- [Text block]:

# # # # # # #

Brandon Jacoby

Brandon Jacoby

Product Designer at Square

Product Designer living in NYC, currently working on Cash App at Square. I enjoy photography, and building products that make people's lives easier.

13 action items

Decide if it’s right to drop out of school

    • View your time and effort as an investment

      Which option will provide the larger return? Not just financial return, either. Think about the long term knowledge, connections, and growth opportunities you will be faced with or miss out on by dropping out.

    • Does school have anything more to provide?

      Think about if or what school has provided you up until this point. Is it something you value? If so, will staying in school provide any more of it?

    • Would you still be learning if you drop out?

      It's easy to fall into the trap of not intently seeking new information when you are not in a classroom environment. Would you be able to grow in knowledge if you were not in school anymore?

    • Where would you grow more in your design abilities?

      Some people really benefit from a classroom environment, others benefit more from real-world application. Figure out what works best for you and factor it in to your decision.

# # # # # # #

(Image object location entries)

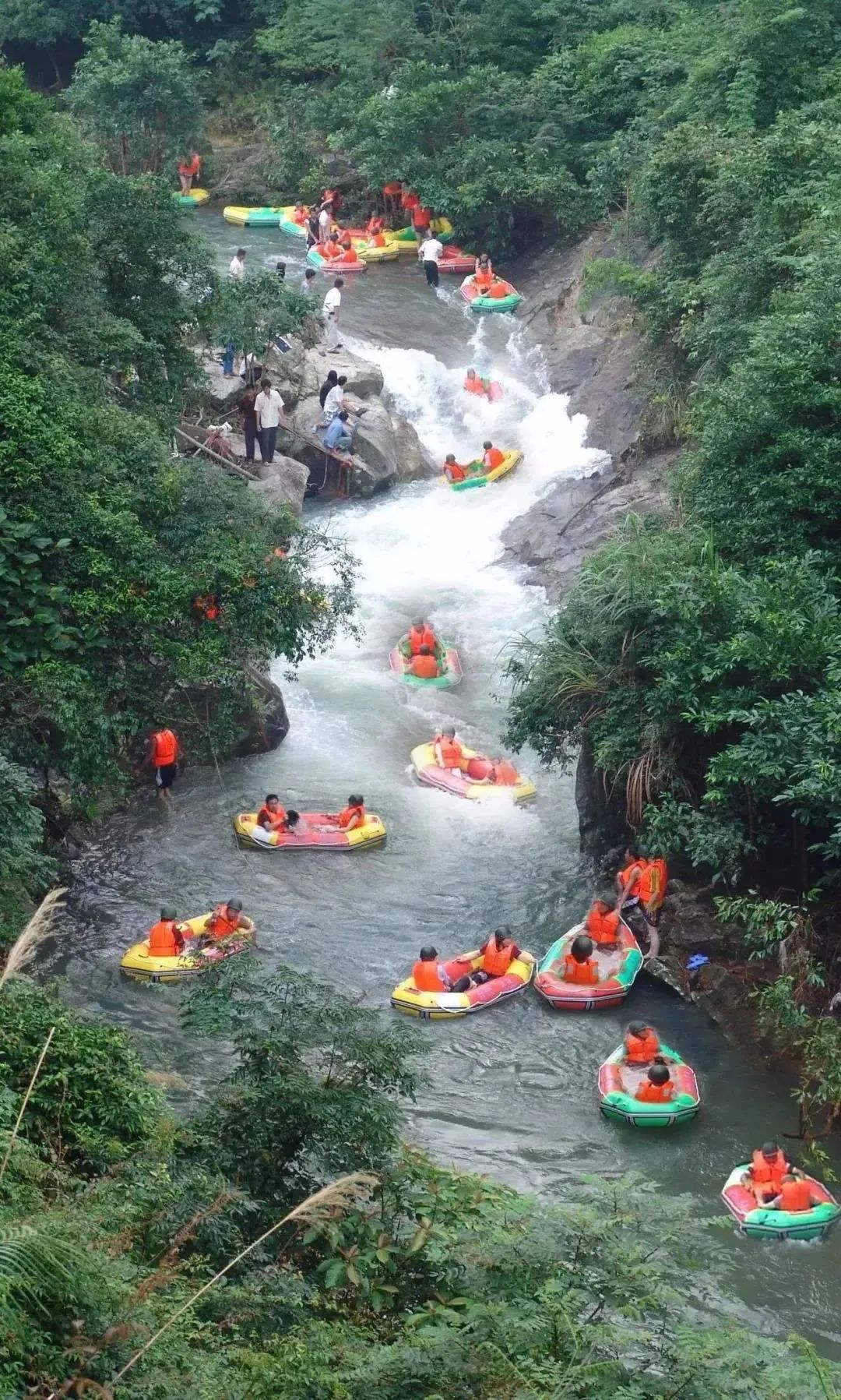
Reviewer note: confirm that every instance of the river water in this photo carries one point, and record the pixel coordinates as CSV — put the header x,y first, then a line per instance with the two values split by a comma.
x,y
512,1091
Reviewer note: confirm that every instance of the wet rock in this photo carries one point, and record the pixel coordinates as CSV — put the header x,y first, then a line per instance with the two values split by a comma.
x,y
283,482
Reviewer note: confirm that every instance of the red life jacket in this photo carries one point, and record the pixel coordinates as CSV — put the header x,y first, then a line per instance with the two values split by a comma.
x,y
797,1196
164,748
452,755
164,940
221,924
769,1173
427,978
649,1092
641,1049
584,973
497,961
603,929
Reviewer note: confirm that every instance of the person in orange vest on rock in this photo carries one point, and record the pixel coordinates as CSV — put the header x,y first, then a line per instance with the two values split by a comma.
x,y
420,634
493,457
428,975
579,965
448,751
497,955
228,919
424,665
658,1085
795,1196
188,171
765,1175
163,753
483,273
454,471
165,938
642,1043
602,923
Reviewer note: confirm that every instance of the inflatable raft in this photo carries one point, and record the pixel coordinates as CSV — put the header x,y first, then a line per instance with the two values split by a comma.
x,y
455,781
510,461
349,262
455,259
442,1006
139,965
265,217
451,672
619,1084
193,199
289,224
618,972
441,227
483,302
335,839
762,1222
389,252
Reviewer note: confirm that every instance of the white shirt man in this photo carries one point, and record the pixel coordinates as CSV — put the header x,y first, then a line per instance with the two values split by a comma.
x,y
330,316
430,254
269,414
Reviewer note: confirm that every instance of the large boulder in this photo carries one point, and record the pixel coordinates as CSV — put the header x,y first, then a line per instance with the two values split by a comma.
x,y
283,482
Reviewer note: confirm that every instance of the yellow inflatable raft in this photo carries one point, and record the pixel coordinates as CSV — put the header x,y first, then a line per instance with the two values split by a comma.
x,y
445,1006
318,834
461,785
139,965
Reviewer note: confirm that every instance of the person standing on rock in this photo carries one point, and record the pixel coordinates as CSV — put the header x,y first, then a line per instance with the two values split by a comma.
x,y
269,414
330,316
248,414
430,254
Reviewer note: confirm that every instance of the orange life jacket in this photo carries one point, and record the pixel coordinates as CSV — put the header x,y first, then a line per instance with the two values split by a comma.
x,y
603,929
163,938
649,1092
164,748
626,876
426,668
641,1049
653,883
452,755
497,961
797,1196
421,637
221,924
584,973
427,978
769,1173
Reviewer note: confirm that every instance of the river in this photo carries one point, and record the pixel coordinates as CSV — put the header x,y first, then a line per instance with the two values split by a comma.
x,y
511,1092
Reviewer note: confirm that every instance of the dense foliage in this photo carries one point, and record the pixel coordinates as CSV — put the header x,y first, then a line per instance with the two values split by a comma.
x,y
433,1282
105,541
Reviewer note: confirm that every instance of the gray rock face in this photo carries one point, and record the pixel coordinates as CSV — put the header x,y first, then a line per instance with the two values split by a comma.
x,y
283,482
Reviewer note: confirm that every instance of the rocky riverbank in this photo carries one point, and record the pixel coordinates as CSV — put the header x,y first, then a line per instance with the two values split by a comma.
x,y
386,448
595,354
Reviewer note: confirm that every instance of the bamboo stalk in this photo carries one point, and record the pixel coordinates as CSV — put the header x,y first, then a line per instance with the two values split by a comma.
x,y
337,1194
27,1096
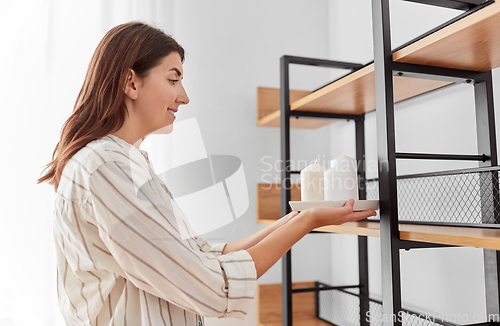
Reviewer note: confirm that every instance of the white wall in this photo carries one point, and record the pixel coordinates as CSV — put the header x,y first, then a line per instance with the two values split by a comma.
x,y
447,281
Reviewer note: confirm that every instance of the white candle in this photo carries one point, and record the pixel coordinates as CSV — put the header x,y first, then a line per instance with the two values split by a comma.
x,y
341,180
312,182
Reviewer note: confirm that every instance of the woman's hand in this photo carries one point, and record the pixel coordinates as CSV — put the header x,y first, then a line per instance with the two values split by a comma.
x,y
322,216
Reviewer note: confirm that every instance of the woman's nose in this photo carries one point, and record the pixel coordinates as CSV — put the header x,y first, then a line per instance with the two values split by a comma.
x,y
182,97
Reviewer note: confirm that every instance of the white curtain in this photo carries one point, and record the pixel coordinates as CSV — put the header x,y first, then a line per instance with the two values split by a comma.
x,y
45,49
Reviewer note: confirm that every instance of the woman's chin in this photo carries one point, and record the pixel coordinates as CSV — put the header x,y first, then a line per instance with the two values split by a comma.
x,y
164,130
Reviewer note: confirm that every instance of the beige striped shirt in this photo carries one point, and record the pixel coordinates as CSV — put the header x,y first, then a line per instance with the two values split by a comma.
x,y
123,257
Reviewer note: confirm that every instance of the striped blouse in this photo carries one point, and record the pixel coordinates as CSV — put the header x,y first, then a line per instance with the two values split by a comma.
x,y
126,254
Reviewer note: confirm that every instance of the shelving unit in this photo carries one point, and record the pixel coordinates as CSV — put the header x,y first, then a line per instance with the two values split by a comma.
x,y
465,50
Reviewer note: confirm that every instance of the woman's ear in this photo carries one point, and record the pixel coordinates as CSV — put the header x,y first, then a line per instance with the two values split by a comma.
x,y
131,85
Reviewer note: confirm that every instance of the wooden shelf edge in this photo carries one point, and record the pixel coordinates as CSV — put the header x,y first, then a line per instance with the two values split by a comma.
x,y
440,234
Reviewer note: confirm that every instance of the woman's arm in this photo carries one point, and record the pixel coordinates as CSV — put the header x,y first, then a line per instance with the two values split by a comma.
x,y
268,251
255,238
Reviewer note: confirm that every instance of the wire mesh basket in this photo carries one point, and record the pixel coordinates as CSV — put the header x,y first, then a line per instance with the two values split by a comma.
x,y
342,308
453,197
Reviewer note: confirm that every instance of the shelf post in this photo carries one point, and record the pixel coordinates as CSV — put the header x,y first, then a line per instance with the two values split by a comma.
x,y
386,148
486,143
364,295
285,190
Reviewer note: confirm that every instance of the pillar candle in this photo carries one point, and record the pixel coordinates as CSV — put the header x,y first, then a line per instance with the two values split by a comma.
x,y
312,182
341,180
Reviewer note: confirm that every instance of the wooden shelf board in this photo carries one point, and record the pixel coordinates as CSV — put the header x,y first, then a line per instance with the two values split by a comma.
x,y
269,199
300,322
268,110
449,235
471,43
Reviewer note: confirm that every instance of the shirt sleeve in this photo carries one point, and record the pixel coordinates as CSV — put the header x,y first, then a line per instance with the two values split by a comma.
x,y
141,232
209,248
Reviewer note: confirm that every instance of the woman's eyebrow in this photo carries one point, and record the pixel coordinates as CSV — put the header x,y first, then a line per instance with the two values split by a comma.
x,y
177,71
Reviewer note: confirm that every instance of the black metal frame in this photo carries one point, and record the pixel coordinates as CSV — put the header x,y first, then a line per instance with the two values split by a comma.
x,y
391,244
486,138
286,114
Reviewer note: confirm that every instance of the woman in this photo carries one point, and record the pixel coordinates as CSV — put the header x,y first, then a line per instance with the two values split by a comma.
x,y
121,256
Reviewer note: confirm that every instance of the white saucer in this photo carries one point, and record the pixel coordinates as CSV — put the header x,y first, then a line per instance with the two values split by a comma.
x,y
359,205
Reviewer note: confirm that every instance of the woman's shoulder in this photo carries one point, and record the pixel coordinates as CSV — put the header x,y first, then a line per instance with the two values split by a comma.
x,y
90,158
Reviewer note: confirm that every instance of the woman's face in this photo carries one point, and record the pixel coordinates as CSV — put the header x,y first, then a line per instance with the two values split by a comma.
x,y
159,95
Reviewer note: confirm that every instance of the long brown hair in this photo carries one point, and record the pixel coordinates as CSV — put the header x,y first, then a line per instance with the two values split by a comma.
x,y
100,108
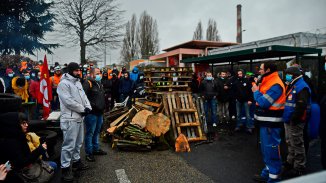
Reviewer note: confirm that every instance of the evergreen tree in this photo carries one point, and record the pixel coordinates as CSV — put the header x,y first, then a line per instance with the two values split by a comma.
x,y
23,25
198,34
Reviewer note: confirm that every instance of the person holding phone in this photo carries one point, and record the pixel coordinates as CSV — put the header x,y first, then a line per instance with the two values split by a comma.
x,y
14,146
3,171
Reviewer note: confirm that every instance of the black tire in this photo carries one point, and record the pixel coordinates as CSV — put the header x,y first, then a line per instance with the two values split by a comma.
x,y
51,140
10,102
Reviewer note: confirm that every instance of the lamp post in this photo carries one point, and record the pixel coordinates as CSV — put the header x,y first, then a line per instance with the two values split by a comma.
x,y
106,19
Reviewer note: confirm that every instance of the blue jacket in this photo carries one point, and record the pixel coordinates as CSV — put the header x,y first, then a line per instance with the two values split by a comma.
x,y
134,74
126,86
292,99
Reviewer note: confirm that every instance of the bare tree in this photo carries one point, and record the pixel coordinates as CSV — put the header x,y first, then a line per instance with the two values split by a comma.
x,y
147,36
198,34
129,50
212,32
91,23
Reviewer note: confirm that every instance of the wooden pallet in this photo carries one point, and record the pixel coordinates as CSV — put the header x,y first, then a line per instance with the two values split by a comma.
x,y
199,103
184,117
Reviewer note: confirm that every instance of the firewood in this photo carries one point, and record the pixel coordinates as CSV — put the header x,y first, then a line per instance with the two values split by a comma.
x,y
158,124
141,117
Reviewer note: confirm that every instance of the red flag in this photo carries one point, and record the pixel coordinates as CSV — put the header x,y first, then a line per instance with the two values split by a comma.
x,y
45,94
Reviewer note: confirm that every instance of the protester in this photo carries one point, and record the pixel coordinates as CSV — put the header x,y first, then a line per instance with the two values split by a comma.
x,y
3,172
270,99
8,80
209,92
122,72
134,74
20,88
54,82
126,87
194,85
322,130
223,98
115,70
94,120
107,85
244,98
298,99
15,145
74,106
115,89
34,90
2,86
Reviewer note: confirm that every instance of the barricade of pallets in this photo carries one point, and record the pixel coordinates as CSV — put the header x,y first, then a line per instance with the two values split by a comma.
x,y
179,106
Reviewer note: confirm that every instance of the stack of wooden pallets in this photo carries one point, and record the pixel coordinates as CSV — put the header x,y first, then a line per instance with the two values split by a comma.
x,y
183,113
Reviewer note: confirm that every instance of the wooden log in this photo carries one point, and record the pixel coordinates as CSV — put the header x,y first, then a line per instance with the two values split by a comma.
x,y
154,104
119,120
158,124
150,108
174,120
141,117
111,130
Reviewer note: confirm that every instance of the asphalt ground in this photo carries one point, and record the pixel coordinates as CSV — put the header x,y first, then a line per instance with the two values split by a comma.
x,y
231,158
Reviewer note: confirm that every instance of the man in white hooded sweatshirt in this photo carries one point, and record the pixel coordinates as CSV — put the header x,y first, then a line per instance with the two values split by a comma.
x,y
74,106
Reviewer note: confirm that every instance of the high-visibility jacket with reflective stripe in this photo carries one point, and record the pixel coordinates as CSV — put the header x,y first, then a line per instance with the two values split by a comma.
x,y
291,99
272,115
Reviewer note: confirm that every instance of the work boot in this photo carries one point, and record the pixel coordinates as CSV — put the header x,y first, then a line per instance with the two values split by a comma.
x,y
100,152
249,131
286,167
79,165
66,174
259,178
90,158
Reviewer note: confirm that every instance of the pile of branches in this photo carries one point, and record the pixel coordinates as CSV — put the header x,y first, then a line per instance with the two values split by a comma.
x,y
137,129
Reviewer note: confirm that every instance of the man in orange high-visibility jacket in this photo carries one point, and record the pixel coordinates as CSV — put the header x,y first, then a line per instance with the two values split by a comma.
x,y
270,100
54,82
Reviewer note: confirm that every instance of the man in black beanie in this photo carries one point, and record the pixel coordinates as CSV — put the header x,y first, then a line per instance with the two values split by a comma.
x,y
295,117
74,105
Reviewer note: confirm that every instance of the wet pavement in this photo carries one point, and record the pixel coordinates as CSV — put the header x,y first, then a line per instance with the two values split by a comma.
x,y
229,159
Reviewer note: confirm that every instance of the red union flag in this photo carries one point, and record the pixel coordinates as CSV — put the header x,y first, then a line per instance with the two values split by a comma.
x,y
45,94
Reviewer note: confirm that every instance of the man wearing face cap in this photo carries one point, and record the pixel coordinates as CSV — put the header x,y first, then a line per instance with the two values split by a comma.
x,y
74,106
295,117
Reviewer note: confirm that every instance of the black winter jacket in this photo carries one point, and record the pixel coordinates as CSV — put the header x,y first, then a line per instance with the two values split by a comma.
x,y
14,146
95,95
242,90
209,89
224,94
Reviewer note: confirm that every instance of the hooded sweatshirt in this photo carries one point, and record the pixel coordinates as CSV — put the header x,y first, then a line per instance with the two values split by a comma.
x,y
134,74
73,99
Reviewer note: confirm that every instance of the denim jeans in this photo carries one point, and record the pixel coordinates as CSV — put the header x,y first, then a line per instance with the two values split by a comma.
x,y
249,121
223,111
211,105
270,139
93,124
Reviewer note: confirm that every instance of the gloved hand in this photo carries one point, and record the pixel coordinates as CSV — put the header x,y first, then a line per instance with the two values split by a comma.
x,y
86,111
42,140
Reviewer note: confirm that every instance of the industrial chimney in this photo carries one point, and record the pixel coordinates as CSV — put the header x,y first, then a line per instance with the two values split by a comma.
x,y
239,24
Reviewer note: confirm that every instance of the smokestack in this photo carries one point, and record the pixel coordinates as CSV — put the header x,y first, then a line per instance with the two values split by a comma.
x,y
239,24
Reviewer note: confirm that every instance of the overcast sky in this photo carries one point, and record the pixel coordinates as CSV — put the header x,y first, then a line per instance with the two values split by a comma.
x,y
177,20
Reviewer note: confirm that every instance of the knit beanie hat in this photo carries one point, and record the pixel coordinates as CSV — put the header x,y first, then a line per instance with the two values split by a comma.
x,y
72,67
20,82
293,70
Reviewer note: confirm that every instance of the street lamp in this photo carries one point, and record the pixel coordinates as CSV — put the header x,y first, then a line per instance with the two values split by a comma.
x,y
106,19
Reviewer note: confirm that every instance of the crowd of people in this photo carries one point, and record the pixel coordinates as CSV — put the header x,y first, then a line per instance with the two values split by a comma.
x,y
84,93
266,101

# # # # # # #

- [Request]:
From the text on deciding whether to drop out of school, pull out the passage starting at "Product Designer living" and ending at "more to provide?", copied word for word.

- [Final answer]:
Product Designer living in NYC, currently working on Cash App at Square. I enjoy photography, and building products that make people's lives easier.

13 action items

Decide if it’s right to drop out of school

    • View your time and effort as an investment

      Which option will provide the larger return? Not just financial return, either. Think about the long term knowledge, connections, and growth opportunities you will be faced with or miss out on by dropping out.

    • Does school have anything more to provide?